(What to produce): With the string "lawn" as the filter, copy each matching line from the records.

*** Begin section ***

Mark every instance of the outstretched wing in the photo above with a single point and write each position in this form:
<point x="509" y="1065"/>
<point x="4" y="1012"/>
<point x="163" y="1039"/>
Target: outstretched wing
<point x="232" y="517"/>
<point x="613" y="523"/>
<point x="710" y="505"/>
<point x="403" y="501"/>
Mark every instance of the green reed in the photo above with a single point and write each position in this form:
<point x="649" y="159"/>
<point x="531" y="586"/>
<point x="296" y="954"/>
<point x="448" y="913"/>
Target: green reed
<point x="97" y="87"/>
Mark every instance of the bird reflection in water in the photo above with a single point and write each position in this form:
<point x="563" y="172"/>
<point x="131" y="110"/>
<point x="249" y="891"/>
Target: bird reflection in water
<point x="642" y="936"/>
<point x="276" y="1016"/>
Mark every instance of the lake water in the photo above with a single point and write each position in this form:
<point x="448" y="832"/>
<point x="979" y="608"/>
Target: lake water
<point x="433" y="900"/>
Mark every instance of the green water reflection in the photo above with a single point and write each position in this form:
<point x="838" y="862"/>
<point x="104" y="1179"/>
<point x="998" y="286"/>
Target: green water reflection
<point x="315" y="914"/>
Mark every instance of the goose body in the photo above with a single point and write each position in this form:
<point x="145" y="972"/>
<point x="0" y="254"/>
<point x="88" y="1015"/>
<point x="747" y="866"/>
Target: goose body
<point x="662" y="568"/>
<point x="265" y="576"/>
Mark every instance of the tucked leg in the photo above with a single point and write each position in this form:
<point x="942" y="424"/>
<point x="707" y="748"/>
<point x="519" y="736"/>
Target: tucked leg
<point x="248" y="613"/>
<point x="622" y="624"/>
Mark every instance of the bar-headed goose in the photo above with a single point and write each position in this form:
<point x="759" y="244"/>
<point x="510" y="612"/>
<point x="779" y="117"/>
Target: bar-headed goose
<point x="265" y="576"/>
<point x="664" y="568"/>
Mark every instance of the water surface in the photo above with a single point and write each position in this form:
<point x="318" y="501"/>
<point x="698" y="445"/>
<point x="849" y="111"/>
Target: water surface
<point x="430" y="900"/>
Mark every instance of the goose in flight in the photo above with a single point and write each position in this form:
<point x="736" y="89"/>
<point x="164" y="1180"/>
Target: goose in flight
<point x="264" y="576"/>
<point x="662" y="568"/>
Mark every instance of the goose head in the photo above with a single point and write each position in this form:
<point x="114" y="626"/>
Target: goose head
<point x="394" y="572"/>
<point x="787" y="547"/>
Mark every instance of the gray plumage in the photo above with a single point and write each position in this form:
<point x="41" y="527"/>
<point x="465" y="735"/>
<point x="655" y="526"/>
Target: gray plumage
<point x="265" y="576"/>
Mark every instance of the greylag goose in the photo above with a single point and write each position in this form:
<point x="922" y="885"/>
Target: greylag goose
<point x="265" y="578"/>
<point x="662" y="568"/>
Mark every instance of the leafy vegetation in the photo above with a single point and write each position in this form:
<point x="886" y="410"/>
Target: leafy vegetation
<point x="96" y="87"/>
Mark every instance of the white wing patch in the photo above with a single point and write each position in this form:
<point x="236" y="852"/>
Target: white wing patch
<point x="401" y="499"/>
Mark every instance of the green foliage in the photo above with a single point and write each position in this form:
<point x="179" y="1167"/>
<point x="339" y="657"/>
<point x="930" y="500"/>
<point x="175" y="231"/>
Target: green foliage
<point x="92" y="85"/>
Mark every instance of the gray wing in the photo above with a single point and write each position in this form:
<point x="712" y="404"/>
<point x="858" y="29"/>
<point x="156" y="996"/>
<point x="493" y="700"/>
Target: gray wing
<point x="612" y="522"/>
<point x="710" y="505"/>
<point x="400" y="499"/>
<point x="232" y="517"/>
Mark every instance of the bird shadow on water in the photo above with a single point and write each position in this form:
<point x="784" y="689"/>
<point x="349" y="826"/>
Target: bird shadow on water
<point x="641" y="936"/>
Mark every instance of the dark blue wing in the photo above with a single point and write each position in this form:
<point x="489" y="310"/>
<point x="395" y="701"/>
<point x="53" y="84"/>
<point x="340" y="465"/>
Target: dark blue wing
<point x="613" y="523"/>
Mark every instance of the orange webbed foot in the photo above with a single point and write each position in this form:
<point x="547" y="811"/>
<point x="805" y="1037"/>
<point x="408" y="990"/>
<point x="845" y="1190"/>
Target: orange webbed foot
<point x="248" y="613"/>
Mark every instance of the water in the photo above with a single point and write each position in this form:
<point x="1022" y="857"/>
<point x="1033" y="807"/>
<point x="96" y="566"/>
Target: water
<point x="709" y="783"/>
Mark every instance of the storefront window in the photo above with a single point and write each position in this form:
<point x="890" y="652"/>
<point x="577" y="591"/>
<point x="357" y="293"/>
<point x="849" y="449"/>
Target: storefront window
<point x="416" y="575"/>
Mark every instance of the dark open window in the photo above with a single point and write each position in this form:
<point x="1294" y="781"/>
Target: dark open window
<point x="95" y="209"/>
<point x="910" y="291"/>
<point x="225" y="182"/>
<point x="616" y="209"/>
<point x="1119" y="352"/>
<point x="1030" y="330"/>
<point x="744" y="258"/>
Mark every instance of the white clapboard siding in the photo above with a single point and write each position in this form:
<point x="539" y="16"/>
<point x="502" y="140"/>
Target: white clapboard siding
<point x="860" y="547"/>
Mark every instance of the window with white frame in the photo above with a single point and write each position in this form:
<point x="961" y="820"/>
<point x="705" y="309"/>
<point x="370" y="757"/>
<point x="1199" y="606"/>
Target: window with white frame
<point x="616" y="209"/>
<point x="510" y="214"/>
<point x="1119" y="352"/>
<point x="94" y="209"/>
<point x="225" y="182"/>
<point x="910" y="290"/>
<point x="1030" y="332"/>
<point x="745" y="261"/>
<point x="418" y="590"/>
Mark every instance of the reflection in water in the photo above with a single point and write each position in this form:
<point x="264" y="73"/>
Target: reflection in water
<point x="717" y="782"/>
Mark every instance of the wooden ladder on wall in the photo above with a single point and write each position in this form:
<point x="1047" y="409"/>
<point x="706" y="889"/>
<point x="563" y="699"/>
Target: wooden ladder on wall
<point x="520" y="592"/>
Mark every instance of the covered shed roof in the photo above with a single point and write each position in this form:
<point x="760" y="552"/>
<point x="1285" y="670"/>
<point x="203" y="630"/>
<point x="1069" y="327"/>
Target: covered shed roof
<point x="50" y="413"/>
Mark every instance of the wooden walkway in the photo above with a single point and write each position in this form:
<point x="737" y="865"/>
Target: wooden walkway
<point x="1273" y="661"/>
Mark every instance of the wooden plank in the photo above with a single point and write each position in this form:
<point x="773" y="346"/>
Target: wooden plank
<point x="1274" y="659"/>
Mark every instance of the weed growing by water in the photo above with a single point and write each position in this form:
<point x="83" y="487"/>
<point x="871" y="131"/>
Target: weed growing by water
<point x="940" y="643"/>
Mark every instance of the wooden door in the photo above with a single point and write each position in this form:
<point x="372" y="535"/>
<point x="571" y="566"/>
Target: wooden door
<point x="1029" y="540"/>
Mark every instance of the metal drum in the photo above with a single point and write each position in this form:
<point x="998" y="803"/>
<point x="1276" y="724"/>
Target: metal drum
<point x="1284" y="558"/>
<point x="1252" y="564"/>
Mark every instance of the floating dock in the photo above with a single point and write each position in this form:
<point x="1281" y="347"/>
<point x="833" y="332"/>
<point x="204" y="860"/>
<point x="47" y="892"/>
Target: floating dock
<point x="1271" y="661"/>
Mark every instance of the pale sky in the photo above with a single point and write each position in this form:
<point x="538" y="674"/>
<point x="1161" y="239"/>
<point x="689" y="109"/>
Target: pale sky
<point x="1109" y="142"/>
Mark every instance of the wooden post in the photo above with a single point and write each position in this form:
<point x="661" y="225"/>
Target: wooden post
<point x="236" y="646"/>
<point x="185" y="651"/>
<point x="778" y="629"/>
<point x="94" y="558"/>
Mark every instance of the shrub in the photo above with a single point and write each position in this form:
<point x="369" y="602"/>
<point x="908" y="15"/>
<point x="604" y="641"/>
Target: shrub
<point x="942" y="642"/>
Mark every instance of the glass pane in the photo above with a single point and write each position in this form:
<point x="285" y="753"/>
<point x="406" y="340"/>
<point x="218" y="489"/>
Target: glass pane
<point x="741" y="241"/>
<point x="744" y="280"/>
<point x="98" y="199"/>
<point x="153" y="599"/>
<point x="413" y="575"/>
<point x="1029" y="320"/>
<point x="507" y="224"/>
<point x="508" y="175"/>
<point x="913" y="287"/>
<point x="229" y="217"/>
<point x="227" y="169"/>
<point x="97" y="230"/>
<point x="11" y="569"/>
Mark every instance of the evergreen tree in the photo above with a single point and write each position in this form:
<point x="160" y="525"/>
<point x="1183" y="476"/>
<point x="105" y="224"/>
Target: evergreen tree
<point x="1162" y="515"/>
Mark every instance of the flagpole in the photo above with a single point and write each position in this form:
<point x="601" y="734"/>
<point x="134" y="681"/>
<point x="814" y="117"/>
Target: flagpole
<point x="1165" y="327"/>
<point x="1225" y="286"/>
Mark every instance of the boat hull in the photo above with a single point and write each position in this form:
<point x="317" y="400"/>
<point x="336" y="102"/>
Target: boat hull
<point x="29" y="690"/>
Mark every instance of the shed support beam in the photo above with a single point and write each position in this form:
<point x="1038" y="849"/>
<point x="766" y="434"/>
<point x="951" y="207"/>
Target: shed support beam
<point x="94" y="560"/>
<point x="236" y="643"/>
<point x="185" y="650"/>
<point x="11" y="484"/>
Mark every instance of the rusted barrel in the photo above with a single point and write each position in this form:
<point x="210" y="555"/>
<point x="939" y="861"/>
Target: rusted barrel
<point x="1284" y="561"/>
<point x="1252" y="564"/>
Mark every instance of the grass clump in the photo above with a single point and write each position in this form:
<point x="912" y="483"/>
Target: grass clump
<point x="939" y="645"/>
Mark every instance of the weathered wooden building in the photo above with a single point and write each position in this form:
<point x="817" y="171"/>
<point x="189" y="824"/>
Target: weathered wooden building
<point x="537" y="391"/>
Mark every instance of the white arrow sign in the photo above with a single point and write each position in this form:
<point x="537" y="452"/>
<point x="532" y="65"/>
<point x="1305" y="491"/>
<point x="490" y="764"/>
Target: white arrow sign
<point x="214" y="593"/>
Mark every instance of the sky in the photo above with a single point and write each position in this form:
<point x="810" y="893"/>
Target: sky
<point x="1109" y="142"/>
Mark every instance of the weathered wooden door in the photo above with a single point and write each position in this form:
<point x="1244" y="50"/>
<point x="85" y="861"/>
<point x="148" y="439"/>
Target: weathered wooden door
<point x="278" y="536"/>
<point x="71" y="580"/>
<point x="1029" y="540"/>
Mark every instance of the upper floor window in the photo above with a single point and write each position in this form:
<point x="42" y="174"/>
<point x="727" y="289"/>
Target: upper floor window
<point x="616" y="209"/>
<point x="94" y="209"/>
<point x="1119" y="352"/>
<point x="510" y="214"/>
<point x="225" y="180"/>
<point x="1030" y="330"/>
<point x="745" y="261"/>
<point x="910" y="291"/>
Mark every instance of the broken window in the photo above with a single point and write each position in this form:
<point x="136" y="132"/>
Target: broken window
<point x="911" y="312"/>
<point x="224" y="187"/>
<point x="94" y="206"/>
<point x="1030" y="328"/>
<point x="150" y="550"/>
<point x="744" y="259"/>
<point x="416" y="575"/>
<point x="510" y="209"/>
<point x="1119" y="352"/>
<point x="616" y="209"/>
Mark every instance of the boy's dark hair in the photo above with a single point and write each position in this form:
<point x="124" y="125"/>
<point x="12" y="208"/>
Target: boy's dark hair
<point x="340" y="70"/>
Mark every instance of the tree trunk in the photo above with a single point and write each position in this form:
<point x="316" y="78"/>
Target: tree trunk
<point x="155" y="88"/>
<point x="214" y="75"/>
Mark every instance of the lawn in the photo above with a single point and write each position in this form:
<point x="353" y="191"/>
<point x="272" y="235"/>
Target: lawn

*** End section ***

(Completed task):
Mark every instance of the lawn in the photo above with a single point and write each position in this form:
Target: lawn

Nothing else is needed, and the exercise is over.